→ **Your instructions**: Write out again only the lines between the one with "Mark every instance of the heart cookie with jam" and the end of the records below, both ends counted, and don't include the pictures.

*** Materials provided Section Begins ***

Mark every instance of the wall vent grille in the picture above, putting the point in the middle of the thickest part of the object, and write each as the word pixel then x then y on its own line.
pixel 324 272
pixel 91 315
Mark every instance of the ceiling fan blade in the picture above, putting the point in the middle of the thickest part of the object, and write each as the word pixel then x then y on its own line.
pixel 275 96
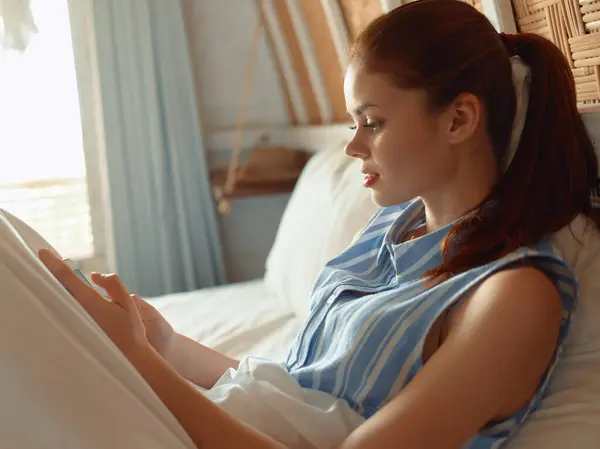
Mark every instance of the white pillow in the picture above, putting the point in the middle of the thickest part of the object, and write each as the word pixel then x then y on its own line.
pixel 569 416
pixel 327 208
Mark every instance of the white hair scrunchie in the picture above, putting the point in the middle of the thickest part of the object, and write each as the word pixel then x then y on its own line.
pixel 521 80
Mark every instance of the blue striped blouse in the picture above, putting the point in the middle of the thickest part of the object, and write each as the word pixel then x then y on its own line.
pixel 370 313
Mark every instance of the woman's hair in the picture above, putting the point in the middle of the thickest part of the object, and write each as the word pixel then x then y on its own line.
pixel 447 47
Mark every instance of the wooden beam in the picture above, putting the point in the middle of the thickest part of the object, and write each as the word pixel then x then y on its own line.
pixel 326 56
pixel 339 30
pixel 287 97
pixel 307 49
pixel 286 64
pixel 299 66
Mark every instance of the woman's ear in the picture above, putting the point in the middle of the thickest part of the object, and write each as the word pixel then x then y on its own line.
pixel 462 118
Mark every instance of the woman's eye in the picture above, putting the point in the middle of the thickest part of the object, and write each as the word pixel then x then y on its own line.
pixel 373 125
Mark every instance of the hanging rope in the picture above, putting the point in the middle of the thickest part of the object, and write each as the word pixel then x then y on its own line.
pixel 225 203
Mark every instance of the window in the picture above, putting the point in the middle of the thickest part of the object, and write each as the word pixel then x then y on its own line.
pixel 42 165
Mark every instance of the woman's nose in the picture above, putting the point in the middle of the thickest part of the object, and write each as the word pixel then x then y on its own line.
pixel 356 149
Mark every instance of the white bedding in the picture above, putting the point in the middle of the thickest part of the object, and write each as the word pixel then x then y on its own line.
pixel 236 319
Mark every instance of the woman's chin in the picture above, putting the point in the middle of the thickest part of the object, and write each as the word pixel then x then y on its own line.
pixel 386 200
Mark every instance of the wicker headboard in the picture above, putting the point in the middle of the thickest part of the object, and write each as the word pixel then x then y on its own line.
pixel 573 25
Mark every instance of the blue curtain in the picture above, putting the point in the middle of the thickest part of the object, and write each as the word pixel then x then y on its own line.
pixel 165 226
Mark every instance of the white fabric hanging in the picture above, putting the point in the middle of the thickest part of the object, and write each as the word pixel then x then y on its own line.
pixel 17 25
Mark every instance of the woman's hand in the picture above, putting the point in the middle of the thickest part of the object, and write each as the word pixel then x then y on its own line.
pixel 159 332
pixel 119 318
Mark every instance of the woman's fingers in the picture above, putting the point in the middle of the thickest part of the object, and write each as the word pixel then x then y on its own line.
pixel 66 276
pixel 115 289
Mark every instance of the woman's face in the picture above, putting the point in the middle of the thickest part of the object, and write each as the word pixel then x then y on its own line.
pixel 402 145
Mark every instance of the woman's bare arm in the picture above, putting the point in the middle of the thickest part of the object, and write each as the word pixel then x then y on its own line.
pixel 208 426
pixel 196 362
pixel 496 352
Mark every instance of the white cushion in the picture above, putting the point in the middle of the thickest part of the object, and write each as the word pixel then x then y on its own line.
pixel 569 416
pixel 327 208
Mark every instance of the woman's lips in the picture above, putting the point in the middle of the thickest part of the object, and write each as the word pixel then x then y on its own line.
pixel 370 179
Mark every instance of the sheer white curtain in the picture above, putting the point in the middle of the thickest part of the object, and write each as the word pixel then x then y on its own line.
pixel 42 161
pixel 17 25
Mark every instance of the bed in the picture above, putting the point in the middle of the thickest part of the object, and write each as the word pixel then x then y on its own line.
pixel 261 317
pixel 326 209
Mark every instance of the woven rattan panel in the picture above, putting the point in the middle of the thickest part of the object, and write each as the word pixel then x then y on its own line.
pixel 573 25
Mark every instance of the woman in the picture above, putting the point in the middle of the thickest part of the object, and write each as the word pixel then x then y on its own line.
pixel 442 322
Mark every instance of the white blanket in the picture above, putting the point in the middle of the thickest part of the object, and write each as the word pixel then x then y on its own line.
pixel 63 384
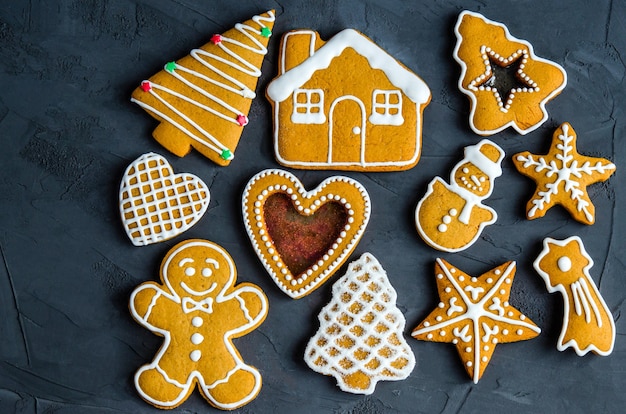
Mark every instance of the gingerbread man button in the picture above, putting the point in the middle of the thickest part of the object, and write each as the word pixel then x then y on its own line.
pixel 198 311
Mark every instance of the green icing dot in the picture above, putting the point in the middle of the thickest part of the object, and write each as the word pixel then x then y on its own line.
pixel 266 32
pixel 170 66
pixel 226 154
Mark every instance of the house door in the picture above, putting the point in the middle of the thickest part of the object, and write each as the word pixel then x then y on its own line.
pixel 346 133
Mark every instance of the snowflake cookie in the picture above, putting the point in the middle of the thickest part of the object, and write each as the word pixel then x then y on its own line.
pixel 562 177
pixel 588 324
pixel 508 85
pixel 198 310
pixel 475 315
pixel 202 100
pixel 360 340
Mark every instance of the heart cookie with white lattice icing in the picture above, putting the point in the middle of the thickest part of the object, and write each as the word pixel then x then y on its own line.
pixel 156 204
pixel 302 237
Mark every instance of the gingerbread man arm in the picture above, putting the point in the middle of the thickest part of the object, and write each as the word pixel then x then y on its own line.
pixel 249 308
pixel 143 301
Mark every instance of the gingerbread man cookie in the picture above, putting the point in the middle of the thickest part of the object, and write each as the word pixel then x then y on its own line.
pixel 451 217
pixel 588 324
pixel 198 311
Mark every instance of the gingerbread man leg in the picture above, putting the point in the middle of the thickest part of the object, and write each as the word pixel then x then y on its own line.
pixel 240 386
pixel 157 388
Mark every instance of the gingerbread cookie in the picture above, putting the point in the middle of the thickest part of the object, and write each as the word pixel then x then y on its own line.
pixel 360 340
pixel 588 324
pixel 156 204
pixel 369 122
pixel 302 237
pixel 508 85
pixel 562 177
pixel 475 315
pixel 451 217
pixel 198 310
pixel 202 100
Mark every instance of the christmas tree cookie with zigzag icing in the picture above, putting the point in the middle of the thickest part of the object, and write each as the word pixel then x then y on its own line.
pixel 202 100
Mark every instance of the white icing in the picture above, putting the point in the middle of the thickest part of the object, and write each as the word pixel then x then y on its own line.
pixel 472 95
pixel 412 86
pixel 472 155
pixel 306 111
pixel 288 81
pixel 476 314
pixel 362 274
pixel 454 308
pixel 191 305
pixel 139 174
pixel 497 306
pixel 474 291
pixel 222 296
pixel 584 293
pixel 255 227
pixel 564 263
pixel 385 112
pixel 361 127
pixel 563 172
pixel 489 331
pixel 228 113
pixel 462 334
pixel 479 83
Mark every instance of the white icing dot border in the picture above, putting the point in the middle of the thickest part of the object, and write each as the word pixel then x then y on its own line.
pixel 274 181
pixel 488 55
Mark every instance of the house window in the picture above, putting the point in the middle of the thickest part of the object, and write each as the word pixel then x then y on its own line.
pixel 386 108
pixel 308 106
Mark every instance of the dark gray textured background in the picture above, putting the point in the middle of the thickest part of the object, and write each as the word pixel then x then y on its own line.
pixel 68 131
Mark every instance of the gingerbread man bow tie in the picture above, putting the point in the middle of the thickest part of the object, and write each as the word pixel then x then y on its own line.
pixel 204 305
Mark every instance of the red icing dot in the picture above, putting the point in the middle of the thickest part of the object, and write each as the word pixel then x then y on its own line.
pixel 242 120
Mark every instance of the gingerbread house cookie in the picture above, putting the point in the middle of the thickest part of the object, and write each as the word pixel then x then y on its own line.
pixel 358 107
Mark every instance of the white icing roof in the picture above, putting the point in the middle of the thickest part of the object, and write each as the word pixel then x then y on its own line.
pixel 412 85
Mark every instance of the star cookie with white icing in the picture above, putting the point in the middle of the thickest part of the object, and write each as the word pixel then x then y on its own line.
pixel 475 315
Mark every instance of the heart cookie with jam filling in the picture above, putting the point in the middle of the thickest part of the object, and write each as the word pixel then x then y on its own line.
pixel 303 237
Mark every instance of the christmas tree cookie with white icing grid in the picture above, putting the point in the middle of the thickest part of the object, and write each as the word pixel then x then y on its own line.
pixel 475 315
pixel 360 340
pixel 202 100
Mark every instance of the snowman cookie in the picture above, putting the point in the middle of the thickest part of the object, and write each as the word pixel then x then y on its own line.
pixel 451 217
pixel 198 310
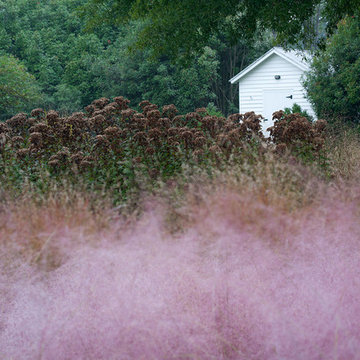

*** Materials provided Section Ends ***

→ **Solution**:
Mark every instance of the heart cookie with jam filling in the picture above, putting the point in the middle of the thickest part of the object, and write each as the word pixel then x then y on its own line.
pixel 303 237
Mark every instance of the christmas tree cookie with white icing grid in the picture above, putting the point in the middle of the thickest part of the object, and write each as the word pixel then x then y on its own line.
pixel 475 315
pixel 360 340
pixel 202 100
Mark every instance of the snowman cookie in the picture above, putting the point in the middle of the thickest part of the object, and write each as the word pixel then x then y on its own line.
pixel 451 217
pixel 198 310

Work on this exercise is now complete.